## Gestellte Aufgabe A
Schreibe den Abschnitt der Auflistung neu, der mit der Zeile beginnt, die „door handle visible“ enthält, und mit der Zeile endet, die „[564, 159, 576, 322]“ enthält, und ersetze dabei „refrigerator“ durch „fridge“, während alles andere unverändert bleibt.

## Text
★ ★ ★

Das Zuchthaus im Mainviertel wurde zwischen 1761 und 1765 von Johann Michael Fischer errichtet.

Geschichte

Das Gebäude entstand auf dem früheren Burkarder Kirchhof. 1787 wurde der ursprünglich von Fürstbischof Adam Friedrich von Seinsheim als „Kaserne der fürstbischöflichen Leibgarde zu Pferde“ gedachte Bau in der Burkarderstraße zum Zuchthaus „für Missethäter beyderley Geschlechts“ umgebaut, war also „einzig und allein für schwere Verbrecher“ bestimmt. Die Einrichtung des Zuchthauses am Burkarder Tor wurde von einigen Domherren als zu streng empfunden, diese Meinung scheint Franz Ludwig nicht geteilt zu haben. Das Strafarbeitshaus in der Juliuspromenade beherbergte nun nur noch „weibliche Sträflinge protestantischer und jüdischer Religion“.

1842 wurde das Zuchthaus aufgehoben und das Gebäude von der Militärverpflegungskommission benützt. 1849 diente es zur Unterbringung von Militärsträflingen. 1857 wurden die bis zu diesem Zeitpunkt im Strafarbeitshaus befindlichen weiblichen Sträflinge hierher verlegt. 1909 wurde das Zuchthaus nach Aichach verlegt.

Nach einer Ministerialverfügung vom 4. Januar 1909 wurden die Gebäude zur Errichtung einer Staatserziehungsanstalt bestimmt, und zwar in erster Linie für solche Zwangszöglinge, die in Privatanstalten überhaupt nicht oder nur schwer Aufnahme fanden.

★ ★ ★

## Gestellte Aufgabe B
Schreibe den Text über das Zuchthaus im Mainviertel vollständig und wortgetreu ab.

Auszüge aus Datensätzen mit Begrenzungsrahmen
★ ★ ★

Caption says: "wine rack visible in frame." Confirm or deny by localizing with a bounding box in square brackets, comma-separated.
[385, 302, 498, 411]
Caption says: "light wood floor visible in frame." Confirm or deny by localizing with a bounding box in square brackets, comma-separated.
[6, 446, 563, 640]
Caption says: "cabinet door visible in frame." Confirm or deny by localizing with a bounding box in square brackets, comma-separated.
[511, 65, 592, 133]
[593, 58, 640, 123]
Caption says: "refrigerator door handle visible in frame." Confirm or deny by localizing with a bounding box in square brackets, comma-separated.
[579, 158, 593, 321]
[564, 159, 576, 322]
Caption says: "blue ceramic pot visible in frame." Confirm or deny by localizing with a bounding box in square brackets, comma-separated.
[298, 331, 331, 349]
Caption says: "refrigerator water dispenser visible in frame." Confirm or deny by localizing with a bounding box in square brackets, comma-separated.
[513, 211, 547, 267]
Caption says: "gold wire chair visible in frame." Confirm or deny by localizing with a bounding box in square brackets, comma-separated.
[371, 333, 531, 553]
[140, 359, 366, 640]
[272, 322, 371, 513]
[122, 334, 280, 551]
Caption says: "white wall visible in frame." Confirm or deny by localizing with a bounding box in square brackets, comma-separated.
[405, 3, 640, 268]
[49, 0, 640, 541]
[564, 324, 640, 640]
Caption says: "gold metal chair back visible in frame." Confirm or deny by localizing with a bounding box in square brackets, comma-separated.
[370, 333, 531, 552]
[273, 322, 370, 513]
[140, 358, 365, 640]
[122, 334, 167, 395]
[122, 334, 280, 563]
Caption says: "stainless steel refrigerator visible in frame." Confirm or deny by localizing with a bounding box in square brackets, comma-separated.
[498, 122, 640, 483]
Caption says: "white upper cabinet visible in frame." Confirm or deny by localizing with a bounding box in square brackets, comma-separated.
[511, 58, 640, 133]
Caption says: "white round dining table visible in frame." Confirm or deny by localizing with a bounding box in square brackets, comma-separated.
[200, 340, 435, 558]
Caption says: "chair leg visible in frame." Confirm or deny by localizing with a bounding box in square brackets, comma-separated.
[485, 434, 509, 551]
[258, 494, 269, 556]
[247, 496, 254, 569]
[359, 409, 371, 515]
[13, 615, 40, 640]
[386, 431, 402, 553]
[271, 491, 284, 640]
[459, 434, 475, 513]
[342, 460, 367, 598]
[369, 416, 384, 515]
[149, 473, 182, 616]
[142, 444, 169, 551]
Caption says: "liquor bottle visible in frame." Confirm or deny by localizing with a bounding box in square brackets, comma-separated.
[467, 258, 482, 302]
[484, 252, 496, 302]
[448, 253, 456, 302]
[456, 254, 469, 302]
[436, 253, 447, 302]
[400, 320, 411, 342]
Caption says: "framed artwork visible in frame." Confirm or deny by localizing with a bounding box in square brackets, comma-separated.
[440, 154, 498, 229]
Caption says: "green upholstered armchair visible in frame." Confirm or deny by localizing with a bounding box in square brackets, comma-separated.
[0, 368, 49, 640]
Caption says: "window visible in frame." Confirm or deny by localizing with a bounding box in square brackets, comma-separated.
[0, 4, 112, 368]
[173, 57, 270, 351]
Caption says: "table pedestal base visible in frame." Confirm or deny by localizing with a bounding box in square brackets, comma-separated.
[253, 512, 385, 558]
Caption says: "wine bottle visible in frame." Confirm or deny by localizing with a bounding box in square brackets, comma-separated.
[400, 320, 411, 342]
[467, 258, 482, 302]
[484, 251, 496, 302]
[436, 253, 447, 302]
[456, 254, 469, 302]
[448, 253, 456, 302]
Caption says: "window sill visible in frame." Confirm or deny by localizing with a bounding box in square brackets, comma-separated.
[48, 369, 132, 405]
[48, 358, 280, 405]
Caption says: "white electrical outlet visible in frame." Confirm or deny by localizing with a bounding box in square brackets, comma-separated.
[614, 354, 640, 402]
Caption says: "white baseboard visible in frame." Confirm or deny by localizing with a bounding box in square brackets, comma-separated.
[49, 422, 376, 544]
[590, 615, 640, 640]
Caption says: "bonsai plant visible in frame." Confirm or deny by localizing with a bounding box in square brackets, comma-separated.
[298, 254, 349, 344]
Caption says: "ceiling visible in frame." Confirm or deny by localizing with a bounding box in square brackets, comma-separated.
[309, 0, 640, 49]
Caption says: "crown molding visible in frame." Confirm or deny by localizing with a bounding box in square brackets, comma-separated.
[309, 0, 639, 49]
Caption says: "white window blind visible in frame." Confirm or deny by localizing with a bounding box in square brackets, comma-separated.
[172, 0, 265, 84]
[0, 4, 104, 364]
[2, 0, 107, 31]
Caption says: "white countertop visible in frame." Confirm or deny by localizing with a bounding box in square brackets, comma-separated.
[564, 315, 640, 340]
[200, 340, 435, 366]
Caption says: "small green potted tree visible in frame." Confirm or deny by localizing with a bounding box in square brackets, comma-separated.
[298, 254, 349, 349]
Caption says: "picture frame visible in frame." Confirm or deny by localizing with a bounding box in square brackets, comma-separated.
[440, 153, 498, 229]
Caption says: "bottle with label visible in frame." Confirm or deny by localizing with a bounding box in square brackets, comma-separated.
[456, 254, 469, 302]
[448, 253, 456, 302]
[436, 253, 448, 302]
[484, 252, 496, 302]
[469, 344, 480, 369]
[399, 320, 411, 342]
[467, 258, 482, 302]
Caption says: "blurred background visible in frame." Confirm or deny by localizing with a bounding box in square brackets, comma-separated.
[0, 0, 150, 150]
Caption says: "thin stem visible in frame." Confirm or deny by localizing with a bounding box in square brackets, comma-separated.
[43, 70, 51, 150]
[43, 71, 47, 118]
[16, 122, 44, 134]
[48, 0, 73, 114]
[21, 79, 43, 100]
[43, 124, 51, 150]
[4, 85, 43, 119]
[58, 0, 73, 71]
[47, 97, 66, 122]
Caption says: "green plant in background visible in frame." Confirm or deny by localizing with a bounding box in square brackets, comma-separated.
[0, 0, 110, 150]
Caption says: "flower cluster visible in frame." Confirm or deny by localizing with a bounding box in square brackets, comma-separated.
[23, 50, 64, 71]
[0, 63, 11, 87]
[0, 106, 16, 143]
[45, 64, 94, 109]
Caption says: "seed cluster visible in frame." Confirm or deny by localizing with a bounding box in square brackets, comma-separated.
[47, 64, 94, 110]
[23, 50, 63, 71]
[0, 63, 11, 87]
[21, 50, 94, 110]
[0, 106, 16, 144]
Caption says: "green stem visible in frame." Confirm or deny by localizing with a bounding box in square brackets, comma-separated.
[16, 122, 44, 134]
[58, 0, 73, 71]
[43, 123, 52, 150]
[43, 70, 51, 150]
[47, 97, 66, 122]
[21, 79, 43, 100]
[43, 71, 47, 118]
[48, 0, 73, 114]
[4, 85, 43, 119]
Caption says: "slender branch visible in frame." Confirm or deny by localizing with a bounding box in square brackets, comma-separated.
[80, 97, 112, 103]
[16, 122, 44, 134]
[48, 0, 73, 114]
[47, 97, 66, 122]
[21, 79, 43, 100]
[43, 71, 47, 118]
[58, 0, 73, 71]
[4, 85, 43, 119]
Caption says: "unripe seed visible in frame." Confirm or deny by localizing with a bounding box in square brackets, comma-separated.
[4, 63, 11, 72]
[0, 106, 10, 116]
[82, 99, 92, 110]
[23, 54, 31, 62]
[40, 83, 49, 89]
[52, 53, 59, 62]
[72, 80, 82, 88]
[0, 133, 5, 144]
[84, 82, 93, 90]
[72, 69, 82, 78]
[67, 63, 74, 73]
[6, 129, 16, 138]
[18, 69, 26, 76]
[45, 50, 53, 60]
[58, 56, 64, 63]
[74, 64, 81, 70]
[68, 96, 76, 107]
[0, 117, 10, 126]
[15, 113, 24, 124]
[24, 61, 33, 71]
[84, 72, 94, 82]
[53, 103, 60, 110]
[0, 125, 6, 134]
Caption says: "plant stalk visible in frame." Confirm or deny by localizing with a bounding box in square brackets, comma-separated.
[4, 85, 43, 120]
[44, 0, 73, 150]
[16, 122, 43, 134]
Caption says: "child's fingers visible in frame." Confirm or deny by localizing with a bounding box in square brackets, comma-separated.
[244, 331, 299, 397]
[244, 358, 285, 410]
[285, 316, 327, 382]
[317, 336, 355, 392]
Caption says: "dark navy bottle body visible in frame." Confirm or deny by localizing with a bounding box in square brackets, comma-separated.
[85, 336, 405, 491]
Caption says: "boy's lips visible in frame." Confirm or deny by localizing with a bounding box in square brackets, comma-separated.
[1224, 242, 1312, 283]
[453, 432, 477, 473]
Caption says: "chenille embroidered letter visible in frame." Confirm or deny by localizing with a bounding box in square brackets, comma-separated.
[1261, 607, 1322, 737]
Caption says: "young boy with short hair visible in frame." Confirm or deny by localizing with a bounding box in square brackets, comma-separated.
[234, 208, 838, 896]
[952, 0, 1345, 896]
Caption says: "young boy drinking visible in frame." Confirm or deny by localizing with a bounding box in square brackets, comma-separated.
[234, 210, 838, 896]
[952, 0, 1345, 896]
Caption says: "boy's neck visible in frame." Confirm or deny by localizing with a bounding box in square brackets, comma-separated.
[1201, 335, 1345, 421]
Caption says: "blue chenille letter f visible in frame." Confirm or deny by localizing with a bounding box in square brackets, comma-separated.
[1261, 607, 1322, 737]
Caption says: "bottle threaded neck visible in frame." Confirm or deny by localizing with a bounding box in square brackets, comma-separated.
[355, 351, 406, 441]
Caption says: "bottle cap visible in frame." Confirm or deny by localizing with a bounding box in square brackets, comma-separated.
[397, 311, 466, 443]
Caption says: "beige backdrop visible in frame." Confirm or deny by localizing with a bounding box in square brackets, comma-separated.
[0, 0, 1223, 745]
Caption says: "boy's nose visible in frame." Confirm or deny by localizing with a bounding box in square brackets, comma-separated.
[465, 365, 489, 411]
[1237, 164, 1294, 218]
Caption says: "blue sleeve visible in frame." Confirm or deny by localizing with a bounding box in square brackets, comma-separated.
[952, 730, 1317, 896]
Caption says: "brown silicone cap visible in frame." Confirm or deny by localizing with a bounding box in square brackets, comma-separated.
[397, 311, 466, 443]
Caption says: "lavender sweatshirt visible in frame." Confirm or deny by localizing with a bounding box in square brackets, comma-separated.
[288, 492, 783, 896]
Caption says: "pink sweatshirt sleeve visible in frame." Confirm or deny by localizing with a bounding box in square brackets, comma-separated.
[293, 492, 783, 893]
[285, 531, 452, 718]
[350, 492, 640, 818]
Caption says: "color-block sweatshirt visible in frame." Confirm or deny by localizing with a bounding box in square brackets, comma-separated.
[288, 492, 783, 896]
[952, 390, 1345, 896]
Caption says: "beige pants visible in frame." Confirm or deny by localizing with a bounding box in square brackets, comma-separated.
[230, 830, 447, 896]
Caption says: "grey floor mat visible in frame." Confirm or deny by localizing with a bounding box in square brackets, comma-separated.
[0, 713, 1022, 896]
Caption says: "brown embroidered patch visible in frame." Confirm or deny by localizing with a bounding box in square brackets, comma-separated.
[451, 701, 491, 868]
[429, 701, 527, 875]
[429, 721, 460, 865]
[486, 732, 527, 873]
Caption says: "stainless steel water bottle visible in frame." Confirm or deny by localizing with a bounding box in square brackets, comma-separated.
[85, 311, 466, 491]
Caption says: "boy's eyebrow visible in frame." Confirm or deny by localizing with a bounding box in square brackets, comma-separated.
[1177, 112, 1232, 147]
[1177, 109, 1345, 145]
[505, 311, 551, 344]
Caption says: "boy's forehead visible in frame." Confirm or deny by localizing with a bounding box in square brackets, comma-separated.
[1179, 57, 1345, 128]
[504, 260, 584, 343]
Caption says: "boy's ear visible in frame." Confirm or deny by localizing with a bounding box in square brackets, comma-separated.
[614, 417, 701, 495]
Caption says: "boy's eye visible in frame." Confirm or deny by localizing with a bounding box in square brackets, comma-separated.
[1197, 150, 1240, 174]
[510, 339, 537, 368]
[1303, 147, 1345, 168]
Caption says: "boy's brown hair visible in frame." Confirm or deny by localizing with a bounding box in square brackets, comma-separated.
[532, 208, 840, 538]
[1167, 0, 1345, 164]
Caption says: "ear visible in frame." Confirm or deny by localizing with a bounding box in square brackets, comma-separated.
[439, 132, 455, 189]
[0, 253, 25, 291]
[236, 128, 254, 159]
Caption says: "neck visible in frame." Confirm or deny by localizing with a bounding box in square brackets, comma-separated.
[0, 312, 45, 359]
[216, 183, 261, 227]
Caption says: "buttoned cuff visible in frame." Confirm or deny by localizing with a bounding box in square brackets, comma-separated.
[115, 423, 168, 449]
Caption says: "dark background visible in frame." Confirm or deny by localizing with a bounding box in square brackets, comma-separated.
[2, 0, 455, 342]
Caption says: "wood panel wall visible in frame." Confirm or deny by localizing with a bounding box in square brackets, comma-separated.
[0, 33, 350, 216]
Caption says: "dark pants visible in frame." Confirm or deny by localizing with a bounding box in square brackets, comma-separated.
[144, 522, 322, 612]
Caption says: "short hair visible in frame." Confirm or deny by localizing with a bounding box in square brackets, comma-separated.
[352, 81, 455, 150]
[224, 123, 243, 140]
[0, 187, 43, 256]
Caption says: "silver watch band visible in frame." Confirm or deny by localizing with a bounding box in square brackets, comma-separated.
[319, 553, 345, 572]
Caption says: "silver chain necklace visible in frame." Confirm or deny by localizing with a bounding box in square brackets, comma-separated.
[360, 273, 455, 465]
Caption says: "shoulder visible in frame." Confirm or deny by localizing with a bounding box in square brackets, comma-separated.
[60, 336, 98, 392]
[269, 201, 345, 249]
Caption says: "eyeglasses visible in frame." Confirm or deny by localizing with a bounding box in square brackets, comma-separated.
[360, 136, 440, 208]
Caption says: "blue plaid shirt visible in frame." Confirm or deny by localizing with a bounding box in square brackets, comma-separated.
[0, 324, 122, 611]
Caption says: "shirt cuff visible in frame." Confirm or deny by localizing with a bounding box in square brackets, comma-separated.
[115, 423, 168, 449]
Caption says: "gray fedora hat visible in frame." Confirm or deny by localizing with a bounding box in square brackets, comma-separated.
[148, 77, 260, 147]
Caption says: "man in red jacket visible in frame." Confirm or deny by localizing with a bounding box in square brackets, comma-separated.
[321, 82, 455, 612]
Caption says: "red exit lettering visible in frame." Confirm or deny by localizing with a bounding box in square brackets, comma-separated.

★ ★ ★

## Schriftliche Antwort A
Caption says: "fridge door handle visible in frame." Confirm or deny by localizing with a bounding box in square brackets, comma-separated.
[579, 158, 593, 321]
[564, 159, 576, 322]

## Schriftliche Antwort B
Das Zuchthaus im Mainviertel wurde zwischen 1761 und 1765 von Johann Michael Fischer errichtet.

Geschichte

Das Gebäude entstand auf dem früheren Burkarder Kirchhof. 1787 wurde der ursprünglich von Fürstbischof Adam Friedrich von Seinsheim als „Kaserne der fürstbischöflichen Leibgarde zu Pferde“ gedachte Bau in der Burkarderstraße zum Zuchthaus „für Missethäter beyderley Geschlechts“ umgebaut, war also „einzig und allein für schwere Verbrecher“ bestimmt. Die Einrichtung des Zuchthauses am Burkarder Tor wurde von einigen Domherren als zu streng empfunden, diese Meinung scheint Franz Ludwig nicht geteilt zu haben. Das Strafarbeitshaus in der Juliuspromenade beherbergte nun nur noch „weibliche Sträflinge protestantischer und jüdischer Religion“.

1842 wurde das Zuchthaus aufgehoben und das Gebäude von der Militärverpflegungskommission benützt. 1849 diente es zur Unterbringung von Militärsträflingen. 1857 wurden die bis zu diesem Zeitpunkt im Strafarbeitshaus befindlichen weiblichen Sträflinge hierher verlegt. 1909 wurde das Zuchthaus nach Aichach verlegt.

Nach einer Ministerialverfügung vom 4. Januar 1909 wurden die Gebäude zur Errichtung einer Staatserziehungsanstalt bestimmt, und zwar in erster Linie für solche Zwangszöglinge, die in Privatanstalten überhaupt nicht oder nur schwer Aufnahme fanden.